#### Supplied material

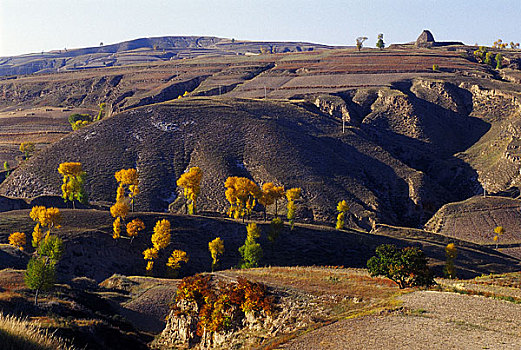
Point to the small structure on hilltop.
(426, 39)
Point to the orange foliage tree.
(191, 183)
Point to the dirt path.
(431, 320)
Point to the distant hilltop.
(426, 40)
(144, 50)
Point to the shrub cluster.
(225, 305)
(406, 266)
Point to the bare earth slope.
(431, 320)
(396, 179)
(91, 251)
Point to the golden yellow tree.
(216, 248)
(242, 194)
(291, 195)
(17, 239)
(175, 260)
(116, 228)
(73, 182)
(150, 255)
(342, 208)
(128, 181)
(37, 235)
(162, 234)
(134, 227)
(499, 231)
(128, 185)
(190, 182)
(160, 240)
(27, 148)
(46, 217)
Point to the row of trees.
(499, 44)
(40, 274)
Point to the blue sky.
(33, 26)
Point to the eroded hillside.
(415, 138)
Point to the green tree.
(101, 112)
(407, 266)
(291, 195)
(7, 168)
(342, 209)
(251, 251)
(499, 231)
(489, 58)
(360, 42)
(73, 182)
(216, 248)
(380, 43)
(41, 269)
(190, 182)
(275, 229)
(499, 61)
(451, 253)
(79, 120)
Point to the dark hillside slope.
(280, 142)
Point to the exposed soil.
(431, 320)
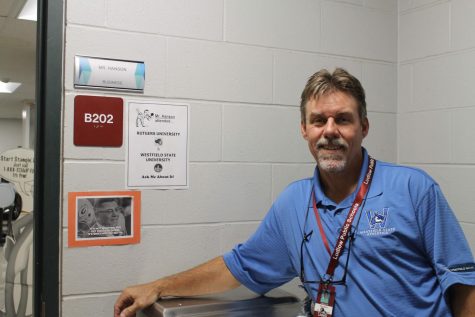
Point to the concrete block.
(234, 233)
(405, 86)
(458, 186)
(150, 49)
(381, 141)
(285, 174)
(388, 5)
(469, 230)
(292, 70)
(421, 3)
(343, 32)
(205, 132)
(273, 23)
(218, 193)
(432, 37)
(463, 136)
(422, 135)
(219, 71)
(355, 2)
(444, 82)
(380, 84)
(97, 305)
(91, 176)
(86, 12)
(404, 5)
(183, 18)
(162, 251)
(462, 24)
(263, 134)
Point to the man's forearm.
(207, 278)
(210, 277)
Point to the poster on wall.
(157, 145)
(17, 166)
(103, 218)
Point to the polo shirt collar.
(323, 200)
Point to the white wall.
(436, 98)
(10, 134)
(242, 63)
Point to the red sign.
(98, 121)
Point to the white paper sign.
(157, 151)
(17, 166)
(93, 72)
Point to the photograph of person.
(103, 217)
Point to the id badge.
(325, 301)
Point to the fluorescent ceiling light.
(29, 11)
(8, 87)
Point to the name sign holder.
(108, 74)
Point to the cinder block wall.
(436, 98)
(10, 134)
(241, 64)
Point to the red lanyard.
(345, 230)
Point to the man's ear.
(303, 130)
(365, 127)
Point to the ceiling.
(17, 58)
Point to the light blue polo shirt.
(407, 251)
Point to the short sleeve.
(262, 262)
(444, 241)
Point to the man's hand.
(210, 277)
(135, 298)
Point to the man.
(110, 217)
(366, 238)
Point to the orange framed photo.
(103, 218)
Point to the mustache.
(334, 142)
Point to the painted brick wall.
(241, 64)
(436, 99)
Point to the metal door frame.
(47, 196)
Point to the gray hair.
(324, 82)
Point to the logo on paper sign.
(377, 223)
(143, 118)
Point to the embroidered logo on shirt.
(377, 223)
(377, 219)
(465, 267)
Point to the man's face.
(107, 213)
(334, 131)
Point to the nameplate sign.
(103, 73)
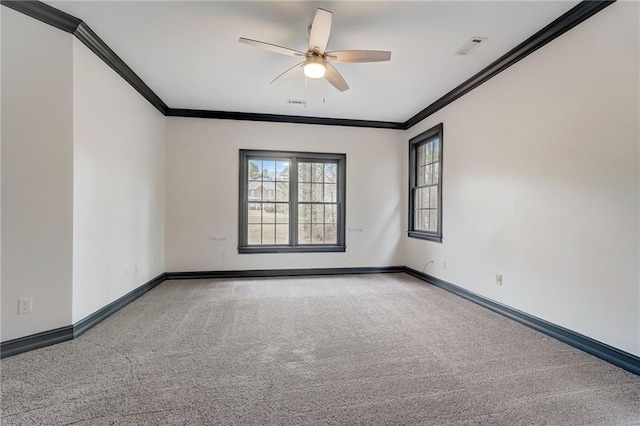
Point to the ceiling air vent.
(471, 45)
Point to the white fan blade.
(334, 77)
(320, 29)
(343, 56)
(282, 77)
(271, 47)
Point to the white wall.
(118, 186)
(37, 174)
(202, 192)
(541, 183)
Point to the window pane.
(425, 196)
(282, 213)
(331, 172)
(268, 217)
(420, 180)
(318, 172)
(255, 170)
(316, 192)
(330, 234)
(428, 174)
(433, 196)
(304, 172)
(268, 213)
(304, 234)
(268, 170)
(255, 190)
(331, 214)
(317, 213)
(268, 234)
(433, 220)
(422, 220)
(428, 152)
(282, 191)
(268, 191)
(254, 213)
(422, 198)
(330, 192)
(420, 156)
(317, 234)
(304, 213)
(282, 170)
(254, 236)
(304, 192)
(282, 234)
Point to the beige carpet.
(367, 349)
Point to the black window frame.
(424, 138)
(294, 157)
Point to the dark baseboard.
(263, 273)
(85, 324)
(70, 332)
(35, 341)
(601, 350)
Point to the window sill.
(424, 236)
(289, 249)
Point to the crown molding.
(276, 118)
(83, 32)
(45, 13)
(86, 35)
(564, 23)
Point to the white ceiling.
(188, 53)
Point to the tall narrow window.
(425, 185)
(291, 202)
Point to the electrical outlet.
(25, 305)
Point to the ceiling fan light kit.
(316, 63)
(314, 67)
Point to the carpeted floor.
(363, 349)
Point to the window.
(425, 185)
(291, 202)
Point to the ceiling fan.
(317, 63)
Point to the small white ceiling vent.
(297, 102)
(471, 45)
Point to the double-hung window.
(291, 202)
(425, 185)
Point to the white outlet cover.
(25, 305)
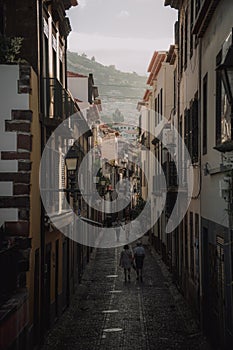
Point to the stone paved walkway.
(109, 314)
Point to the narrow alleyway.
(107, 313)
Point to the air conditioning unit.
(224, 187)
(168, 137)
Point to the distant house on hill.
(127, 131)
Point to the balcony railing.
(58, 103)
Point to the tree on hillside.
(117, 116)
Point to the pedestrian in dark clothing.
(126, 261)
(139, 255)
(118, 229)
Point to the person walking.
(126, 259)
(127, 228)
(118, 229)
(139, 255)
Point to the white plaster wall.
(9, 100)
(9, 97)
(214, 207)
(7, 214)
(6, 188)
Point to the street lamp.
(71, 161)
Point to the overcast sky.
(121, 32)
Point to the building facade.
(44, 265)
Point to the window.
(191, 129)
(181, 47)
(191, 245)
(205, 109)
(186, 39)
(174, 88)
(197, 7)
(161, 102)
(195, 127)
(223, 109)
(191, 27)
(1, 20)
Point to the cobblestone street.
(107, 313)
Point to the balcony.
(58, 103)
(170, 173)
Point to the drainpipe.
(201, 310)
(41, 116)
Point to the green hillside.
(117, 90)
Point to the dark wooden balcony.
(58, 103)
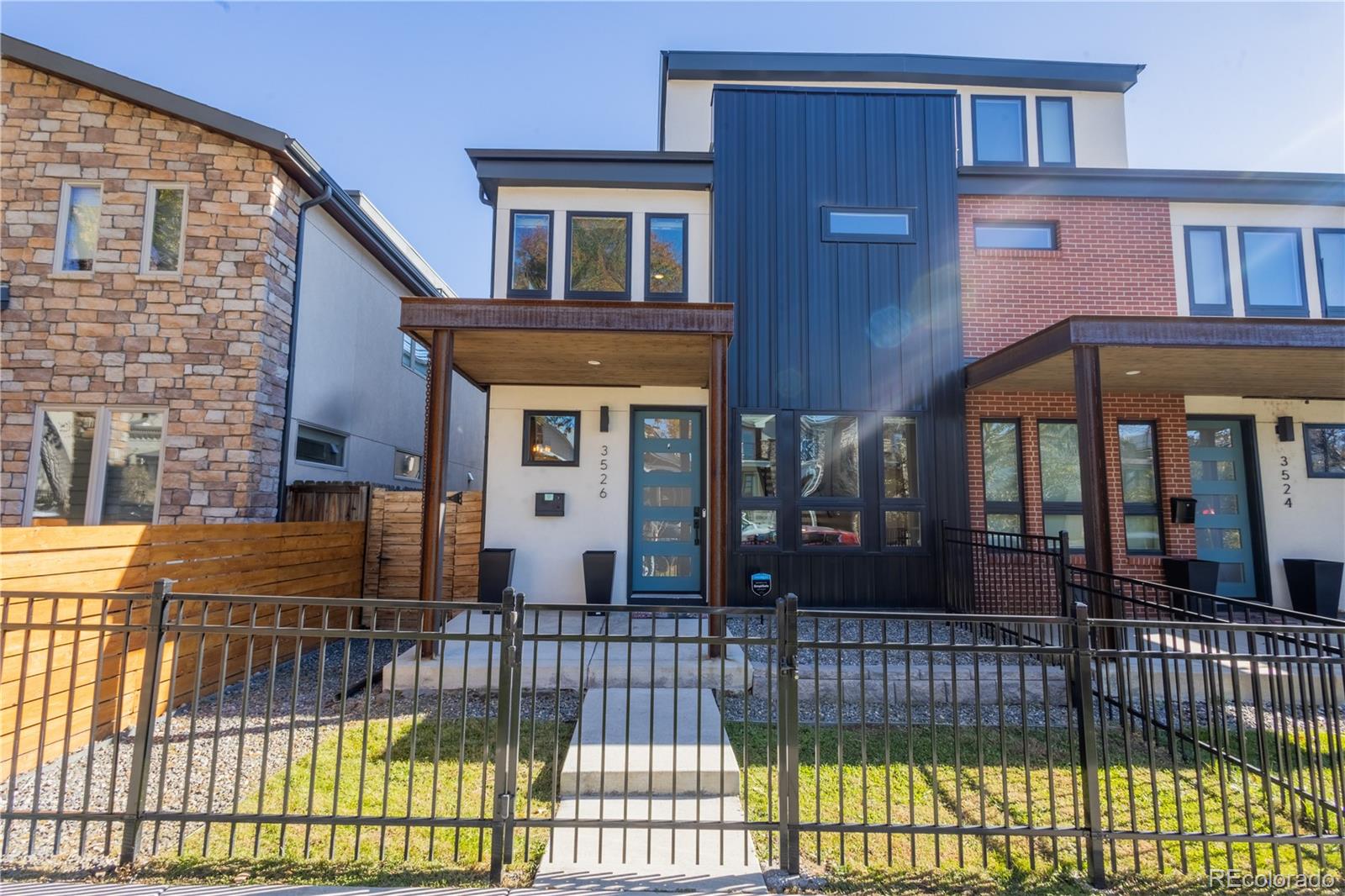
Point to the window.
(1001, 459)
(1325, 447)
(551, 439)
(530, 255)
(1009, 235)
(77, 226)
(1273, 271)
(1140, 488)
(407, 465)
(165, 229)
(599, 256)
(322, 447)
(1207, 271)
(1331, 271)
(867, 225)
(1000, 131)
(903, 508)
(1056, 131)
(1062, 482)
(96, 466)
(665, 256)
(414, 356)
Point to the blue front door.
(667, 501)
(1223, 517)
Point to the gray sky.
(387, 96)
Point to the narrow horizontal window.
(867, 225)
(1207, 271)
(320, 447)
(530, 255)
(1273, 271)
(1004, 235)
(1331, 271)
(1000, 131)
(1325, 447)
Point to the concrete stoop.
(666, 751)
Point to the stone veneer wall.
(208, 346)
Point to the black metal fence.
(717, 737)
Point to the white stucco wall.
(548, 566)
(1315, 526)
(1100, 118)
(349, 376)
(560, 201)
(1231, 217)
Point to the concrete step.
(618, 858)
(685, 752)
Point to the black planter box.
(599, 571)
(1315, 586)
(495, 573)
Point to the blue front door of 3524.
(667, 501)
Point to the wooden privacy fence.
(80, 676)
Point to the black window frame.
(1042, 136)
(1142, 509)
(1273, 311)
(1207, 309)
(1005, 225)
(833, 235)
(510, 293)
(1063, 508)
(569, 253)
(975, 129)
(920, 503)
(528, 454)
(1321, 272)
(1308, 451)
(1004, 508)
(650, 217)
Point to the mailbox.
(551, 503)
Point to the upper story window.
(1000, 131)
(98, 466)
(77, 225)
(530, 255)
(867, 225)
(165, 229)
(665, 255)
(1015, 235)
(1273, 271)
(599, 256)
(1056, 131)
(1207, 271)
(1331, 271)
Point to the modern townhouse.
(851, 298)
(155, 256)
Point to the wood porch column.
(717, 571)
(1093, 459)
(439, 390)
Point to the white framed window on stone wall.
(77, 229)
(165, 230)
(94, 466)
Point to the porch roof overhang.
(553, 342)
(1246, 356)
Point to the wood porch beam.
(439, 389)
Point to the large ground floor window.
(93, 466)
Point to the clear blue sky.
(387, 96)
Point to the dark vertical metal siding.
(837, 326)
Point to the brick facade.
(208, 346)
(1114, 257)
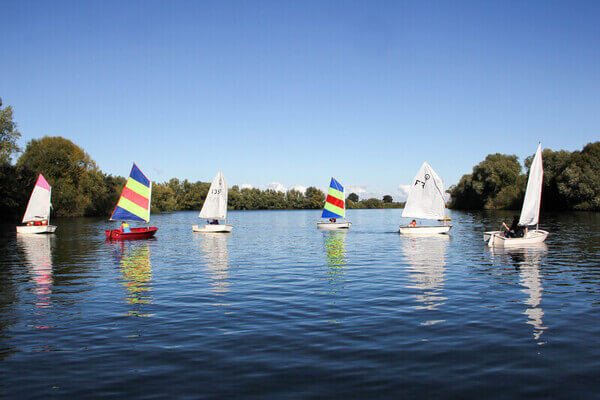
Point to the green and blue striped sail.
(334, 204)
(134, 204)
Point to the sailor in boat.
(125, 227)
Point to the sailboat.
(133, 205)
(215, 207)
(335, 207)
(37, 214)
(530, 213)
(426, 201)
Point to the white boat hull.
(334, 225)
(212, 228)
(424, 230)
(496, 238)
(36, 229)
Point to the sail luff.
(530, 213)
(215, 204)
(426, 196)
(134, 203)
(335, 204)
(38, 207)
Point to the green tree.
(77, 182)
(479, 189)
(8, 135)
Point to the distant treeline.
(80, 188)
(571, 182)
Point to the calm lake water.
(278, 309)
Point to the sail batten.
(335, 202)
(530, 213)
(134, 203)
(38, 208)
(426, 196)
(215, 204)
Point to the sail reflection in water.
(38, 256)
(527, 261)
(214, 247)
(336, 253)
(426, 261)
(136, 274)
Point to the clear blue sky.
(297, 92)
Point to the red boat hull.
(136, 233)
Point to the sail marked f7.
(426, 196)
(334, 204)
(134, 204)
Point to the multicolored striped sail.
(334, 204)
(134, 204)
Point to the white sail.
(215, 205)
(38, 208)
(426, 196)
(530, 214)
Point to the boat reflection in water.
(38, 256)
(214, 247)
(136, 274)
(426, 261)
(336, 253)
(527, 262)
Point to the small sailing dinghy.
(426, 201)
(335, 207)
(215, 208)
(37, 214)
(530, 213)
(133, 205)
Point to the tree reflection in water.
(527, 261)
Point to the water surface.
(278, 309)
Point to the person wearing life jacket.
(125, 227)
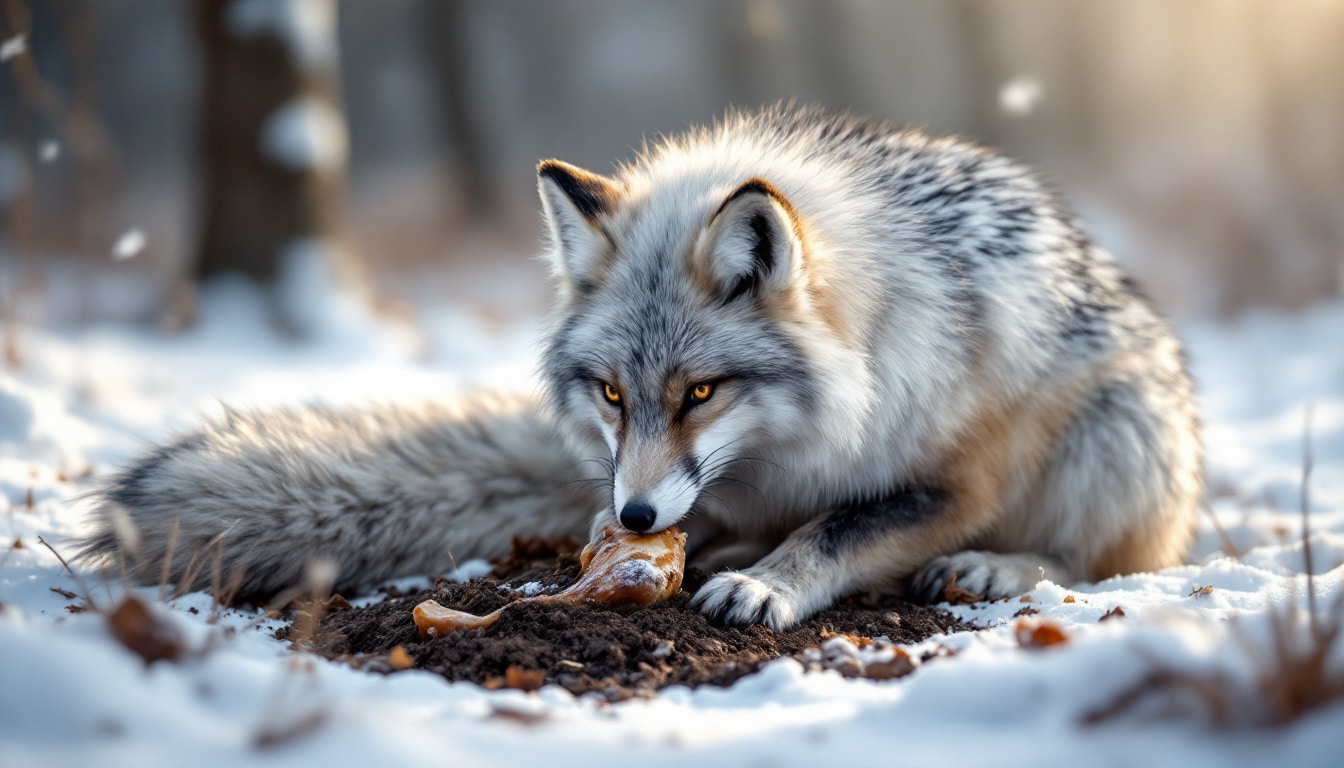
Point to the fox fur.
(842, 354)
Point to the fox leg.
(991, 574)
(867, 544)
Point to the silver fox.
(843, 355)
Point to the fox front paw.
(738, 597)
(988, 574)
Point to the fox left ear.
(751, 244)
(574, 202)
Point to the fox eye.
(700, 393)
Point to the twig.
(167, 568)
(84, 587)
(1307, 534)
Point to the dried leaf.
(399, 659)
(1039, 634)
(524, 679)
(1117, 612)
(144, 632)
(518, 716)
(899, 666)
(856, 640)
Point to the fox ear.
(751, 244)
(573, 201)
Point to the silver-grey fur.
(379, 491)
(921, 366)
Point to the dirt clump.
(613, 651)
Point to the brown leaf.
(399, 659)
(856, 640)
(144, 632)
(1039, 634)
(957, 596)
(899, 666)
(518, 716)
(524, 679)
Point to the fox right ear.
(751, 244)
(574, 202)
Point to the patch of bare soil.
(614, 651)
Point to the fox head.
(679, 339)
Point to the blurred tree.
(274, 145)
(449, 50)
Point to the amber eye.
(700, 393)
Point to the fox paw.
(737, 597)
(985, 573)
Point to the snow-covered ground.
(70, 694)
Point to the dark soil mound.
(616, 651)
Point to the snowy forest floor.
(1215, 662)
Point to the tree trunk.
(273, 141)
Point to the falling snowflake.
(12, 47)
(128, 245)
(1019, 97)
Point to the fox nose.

########

* **Your objective**: Reproduce the part of the records above that opens with the line containing "Point to the fox head." and closes with the last line of the records.

* **Solution to this task**:
Point to the fox head.
(679, 339)
Point to the blurred tree.
(274, 145)
(449, 50)
Point to the amber eye.
(700, 393)
Point to the fox paw.
(737, 597)
(985, 573)
Point to the snow-covered ground.
(70, 694)
Point to the dark soil mound.
(616, 651)
Point to the snowy forest floor.
(1215, 662)
Point to the tree trunk.
(273, 141)
Point to the falling snowflake.
(12, 47)
(128, 245)
(1019, 97)
Point to the fox nose.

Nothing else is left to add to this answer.